Directives
[1] In the regridding guide, how would you rewrite the paragraph beginning "To take full advantage of conservative-normed" as a short list that keeps its main facts?
[2] Answer these questions from the regridding guide:
(a) What does xESMF do if you do not provide a mask?
(b) What does xESMF compute when you create a regridder?
(c) Which argument makes a new regridder load the saved weights from the file?

Page
..............................

Using a 'mask' Layer
To take full advantage of conservative-normed, you should provide a mask variable in your xarray dataset. This mask should be a DataArray with the same shape as your data, where valid data points are marked as 1 (or True) and missing/invalid points as 0 (or False). xESMF will use this mask to determine which parts of the grid are valid during regridding.
Example of adding a mask:
import numpy as np
# Suppose ds['your_variable'] contains NaNs for missing data
mask = (~np.isnan(ds['your_variable'])).astype(int)
ds['mask'] = (ds['your_variable'].dims, mask)
# Now use conservative-normed
regridder_normed = xe.Regridder(ds, target_grid, 'conservative_normed')
regridded_normed = regridder_normed(ds['your_variable'])
regridded_normed.to_netcdf('output_conservative_normed.nc')
If you do not provide a mask, xESMF will infer it from the NaN pattern in your data, but explicitly providing a mask is more robust and recommended for complex or irregular missing data patterns.
For more, see the xESMF documentation on masking.
Example: Nearest Neighbor Regridding
regridder_nn = xe.Regridder(ds, target_grid, 'nearest_s2d')
regridded_nn = regridder_nn(ds['your_variable'])
regridded_nn.to_netcdf('output_nearest.nc')
4. Considerations
Working with Large Datasets
Regridding large datasets (e.g., high-resolution satellite data or long time series) can be memory- and compute-intensive. Here are some tips to improve performance:
- Use Dask for Chunking: xarray and xESMF support dask arrays, which allow you to process data in chunks and parallelize operations. Open your dataset with chunking:
ds = xr.open_dataset('input_data.nc', chunks={'time': 10, 'lat': 100, 'lon': 100})
# Adjust chunk sizes to fit your memory and data shape
-
Saving and Reusing Regridding Weights: When you create a regridder in xESMF, it computes a weight matrix that maps the source grid to the target grid. This computation can be slow for large grids, but you can save the weights to a file and reload them later for faster repeated regridding.
Example (This is especially useful when you need to regrid many variables or process data in chunks, as you only need to compute the weights once):
# First time: compute and save weights
regridder = xe.Regridder(ds, target_grid, 'bilinear', filename='my_weights.nc')
# Next time: reuse the saved weights (much faster)
regridder = xe.Regridder(ds, target_grid, 'bilinear', filename='my_weights.nc', reuse_weights=True)
-
Parallel Processing: If you have access to a cluster or multicore machine, dask can distribute the computation. Set up a dask cluster for even faster processing.
-
Reduce Data Size: If possible, subset your data in time or space before regridding, or use coarser grids for exploratory analysis.
-
Monitor Memory Usage: Large regridding operations can use a lot of RAM. Monitor your system and adjust chunk sizes or process data in smaller batches if needed.
For more details, see the xESMF documentation on dask and performance.
5. Visualizing the Results
import matplotlib.pyplot as plt
regridded.plot()
plt.title('Regridded Data (Bilinear)')
plt.show()
Comparing Input and Output
You can compare the original and regridded data side by side:
fig, axs = plt.subplots(1, 2, figsize=(12, 5))
ds['your_variable'].plot(ax=axs[0])
axs[0].set_title('Original Data')
regridded.plot(ax=axs[1])
axs[1].set_title('Regridded Data (Bilinear)')
plt.tight_layout()
plt.show()
For more advanced analysis, you can plot the difference:
diff = regridded - ds['your_variable'].interp_like(regridded)
diff.plot()
plt.title('Difference After Regridding')
plt.show()

..............................

[Region annotation entries]
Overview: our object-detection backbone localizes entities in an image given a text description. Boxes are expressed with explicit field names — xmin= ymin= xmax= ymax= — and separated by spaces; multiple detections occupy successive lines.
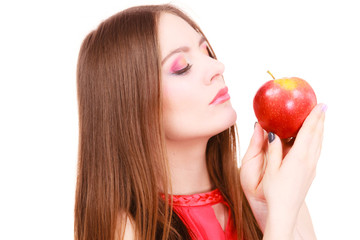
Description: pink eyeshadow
xmin=170 ymin=56 xmax=187 ymax=73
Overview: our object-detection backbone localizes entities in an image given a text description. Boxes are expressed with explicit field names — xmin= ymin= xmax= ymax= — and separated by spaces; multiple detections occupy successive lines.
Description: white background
xmin=0 ymin=0 xmax=360 ymax=240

..............................

Solutions per task
[1]
- Conservative-normed works best when the xarray dataset includes a mask variable.
- The mask is a DataArray with the same shape as the data.
- Valid data points are marked 1 (or True), and missing or invalid points are marked 0 (or False).
- xESMF uses the mask to decide which parts of the grid are valid during regridding.

[2]
(a) It infers the mask from the NaN pattern in your data.
(b) It computes a weight matrix that maps the source grid to the target grid.
(c) reuse_weights=True